> Exercise requirements: Go through the records and report each line holding the string "plaid".
### Data records ###
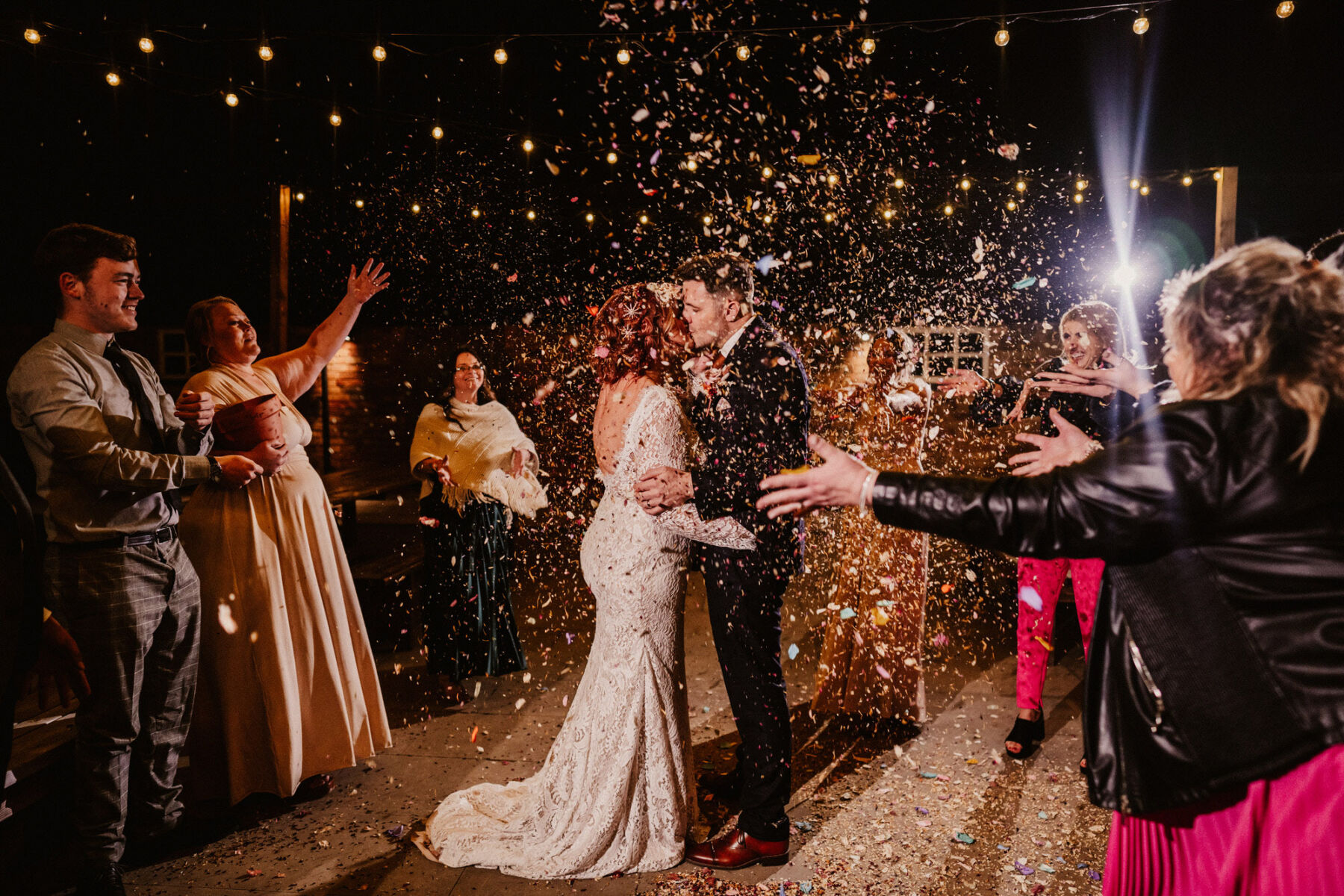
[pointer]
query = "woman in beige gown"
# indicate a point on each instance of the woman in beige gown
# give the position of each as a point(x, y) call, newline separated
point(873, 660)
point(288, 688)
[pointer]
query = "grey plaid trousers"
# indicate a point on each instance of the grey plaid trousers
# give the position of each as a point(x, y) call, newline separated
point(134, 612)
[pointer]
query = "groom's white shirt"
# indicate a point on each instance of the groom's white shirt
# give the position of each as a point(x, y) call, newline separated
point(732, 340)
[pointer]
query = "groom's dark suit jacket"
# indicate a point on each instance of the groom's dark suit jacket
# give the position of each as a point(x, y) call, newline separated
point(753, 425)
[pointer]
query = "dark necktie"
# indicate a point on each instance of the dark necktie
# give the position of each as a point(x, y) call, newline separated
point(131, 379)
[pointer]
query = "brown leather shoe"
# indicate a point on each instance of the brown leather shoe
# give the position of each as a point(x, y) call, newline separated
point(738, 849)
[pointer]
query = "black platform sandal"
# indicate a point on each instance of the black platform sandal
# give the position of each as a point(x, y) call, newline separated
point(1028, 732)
###
### Data records ###
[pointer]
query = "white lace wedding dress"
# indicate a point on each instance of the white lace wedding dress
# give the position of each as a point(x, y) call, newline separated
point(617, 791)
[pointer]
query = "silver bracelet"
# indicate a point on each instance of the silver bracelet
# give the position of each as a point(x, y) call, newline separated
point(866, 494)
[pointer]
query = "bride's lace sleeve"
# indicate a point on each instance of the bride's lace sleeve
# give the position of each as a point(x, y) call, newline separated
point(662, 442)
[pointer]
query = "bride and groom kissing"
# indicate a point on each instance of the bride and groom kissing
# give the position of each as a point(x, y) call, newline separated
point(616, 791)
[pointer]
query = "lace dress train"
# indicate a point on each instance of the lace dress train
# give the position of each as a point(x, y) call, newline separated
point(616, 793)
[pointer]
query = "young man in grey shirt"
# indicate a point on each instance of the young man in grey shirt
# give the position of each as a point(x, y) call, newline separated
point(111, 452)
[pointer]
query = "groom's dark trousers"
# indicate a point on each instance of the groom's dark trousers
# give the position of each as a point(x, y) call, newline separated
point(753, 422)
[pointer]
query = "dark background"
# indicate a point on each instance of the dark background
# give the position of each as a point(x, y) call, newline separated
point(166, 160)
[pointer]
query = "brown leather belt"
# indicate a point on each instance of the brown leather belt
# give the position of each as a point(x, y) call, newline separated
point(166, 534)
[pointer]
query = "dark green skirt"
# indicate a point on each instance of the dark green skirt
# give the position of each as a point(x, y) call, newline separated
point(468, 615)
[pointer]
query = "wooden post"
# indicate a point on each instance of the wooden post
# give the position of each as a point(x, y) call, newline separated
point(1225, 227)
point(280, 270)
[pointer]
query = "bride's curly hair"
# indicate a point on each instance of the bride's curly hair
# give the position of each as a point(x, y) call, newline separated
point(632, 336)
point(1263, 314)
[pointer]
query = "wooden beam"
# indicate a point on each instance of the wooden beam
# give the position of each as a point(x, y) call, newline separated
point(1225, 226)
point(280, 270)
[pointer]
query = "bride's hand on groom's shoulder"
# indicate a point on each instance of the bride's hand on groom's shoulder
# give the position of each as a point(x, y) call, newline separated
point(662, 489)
###
> Your solution:
query = "grey plaid trousers"
# indicate a point on each instance of the grey plaid trousers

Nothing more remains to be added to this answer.